◆ ACTIVITIES
1) Reproduce the Homeland episode article word for word, from "Guest appearances" up to and including "Khan denies involvement.".
2) Render this sentence from the Homeland episode article in Spanish: "While Saul is taken back to his cell, he secretly grabs a nail."

◆ EXTRACTED TEXT
___

- Episode no.: Season 4 Episode 8
- Directed by: Alex Graves
- Written by: Chip Johannessen
- Production code: 4WAH08
- Original air date: November 16, 2014
- Running time: 49 minutes

Guest appearances
- Mark Moses as Dennis Boyd; Raza Jaffrey as Aasar Khan; Nimrat Kaur as Tasneem Qureishi; Michael O'Keefe as John Redmond; Numan Acar as Haissam Haqqani; Art Malik as Bunran Latif;

Episode chronology
| ← Previous "Redux" | Next → "There's Something Else Going On" |
- Homeland season 4

= Halfway to a Donut =

"Halfway to a Donut" is the eighth episode of the fourth season of the American television drama series Homeland, and the 44th episode overall. It premiered on Showtime on November 16, 2014.

== Plot ==
Carrie (Claire Danes) wakes up in Aasar Khan's house (Raza Jaffrey) with no memory of how she got there. She correctly suspects that she was poisoned by means of her medicine, but Khan denies involvement.

In a live video, Saul Berenson (Mandy Patinkin) pleads that his country must not negotiate with terrorists. Haissam Haqqani (Numan Acar) appears and announces a list of prisoners that he wishes to be released. While Saul is taken back to his cell, he secretly grabs a nail. Being left alone, he uses the nail to free himself from the handcuffs, and pretends to hang himself. When a guard comes to rescue him, he kills the guard, flees, and calls Carrie. Quinn (Rupert Friend) guides Saul to a shop in Makeen where a CIA asset gives him refuge. Saul makes Carrie promise that, if Saul is recaptured, Carrie will kill him and the terrorists together using an airstrike.

Immediately before a meeting between the Americans and the Pakistanis, Khan notices Tasneem Qureishi (Nimrat Kaur) talking to Dennis Boyd (Mark Moses) and passing him a note. During the meeting, Carrie is confused by the Pakistanis' sense of confidence, seeing that Saul got away. She suddenly realizes that the Pakistani military can simply detect the flying drone that is watching over Saul, and give Haqqani those coordinates. As she rushes to the operations room, the Taliban surround the town. To her dismay, they open fire on the extraction team, a disguised van with U.S. Special Forces soldiers. The van is outnumbered and forced to turn back.

___

◆ INFORMATION PROVIDED
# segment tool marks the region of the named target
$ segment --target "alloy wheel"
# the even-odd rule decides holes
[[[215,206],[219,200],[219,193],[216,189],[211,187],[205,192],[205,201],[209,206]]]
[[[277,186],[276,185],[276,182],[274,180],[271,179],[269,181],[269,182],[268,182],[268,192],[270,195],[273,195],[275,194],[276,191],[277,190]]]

___

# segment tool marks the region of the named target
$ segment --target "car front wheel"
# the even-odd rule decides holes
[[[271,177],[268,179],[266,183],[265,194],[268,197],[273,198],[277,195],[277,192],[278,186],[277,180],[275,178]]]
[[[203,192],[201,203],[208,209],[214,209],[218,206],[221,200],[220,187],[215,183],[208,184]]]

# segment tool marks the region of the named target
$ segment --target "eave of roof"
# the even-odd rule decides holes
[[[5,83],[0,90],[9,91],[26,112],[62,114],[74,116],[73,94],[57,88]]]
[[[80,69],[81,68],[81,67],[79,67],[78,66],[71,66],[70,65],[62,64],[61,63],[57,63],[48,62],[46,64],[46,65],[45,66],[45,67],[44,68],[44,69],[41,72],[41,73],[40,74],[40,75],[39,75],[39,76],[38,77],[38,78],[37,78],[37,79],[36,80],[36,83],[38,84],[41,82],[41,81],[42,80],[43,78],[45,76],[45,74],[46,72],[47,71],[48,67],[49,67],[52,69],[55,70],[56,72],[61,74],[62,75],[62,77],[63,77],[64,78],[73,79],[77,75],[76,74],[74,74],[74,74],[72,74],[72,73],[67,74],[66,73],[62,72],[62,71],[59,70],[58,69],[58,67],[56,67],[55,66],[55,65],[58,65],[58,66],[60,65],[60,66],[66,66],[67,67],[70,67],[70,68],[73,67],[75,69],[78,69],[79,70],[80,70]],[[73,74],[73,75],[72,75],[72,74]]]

___

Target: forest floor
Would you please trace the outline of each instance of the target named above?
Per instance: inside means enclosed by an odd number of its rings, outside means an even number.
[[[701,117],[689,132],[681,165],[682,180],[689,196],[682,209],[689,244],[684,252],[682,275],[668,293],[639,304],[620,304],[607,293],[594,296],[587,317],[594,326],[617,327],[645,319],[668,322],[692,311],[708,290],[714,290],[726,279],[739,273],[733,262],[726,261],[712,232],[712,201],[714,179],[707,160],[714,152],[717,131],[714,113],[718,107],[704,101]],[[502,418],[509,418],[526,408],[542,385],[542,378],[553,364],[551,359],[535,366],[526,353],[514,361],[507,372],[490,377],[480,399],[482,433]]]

___

◆ SOLUTIONS TO THE EXERCISE
1)
Guest appearances
- Mark Moses as Dennis Boyd; Raza Jaffrey as Aasar Khan; Nimrat Kaur as Tasneem Qureishi; Michael O'Keefe as John Redmond; Numan Acar as Haissam Haqqani; Art Malik as Bunran Latif;

Episode chronology
| ← Previous "Redux" | Next → "There's Something Else Going On" |
- Homeland season 4

= Halfway to a Donut =

"Halfway to a Donut" is the eighth episode of the fourth season of the American television drama series Homeland, and the 44th episode overall. It premiered on Showtime on November 16, 2014.

== Plot ==
Carrie (Claire Danes) wakes up in Aasar Khan's house (Raza Jaffrey) with no memory of how she got there. She correctly suspects that she was poisoned by means of her medicine, but Khan denies involvement.

2) Mientras llevan a Saul de vuelta a su celda, él agarra un clavo a escondidas.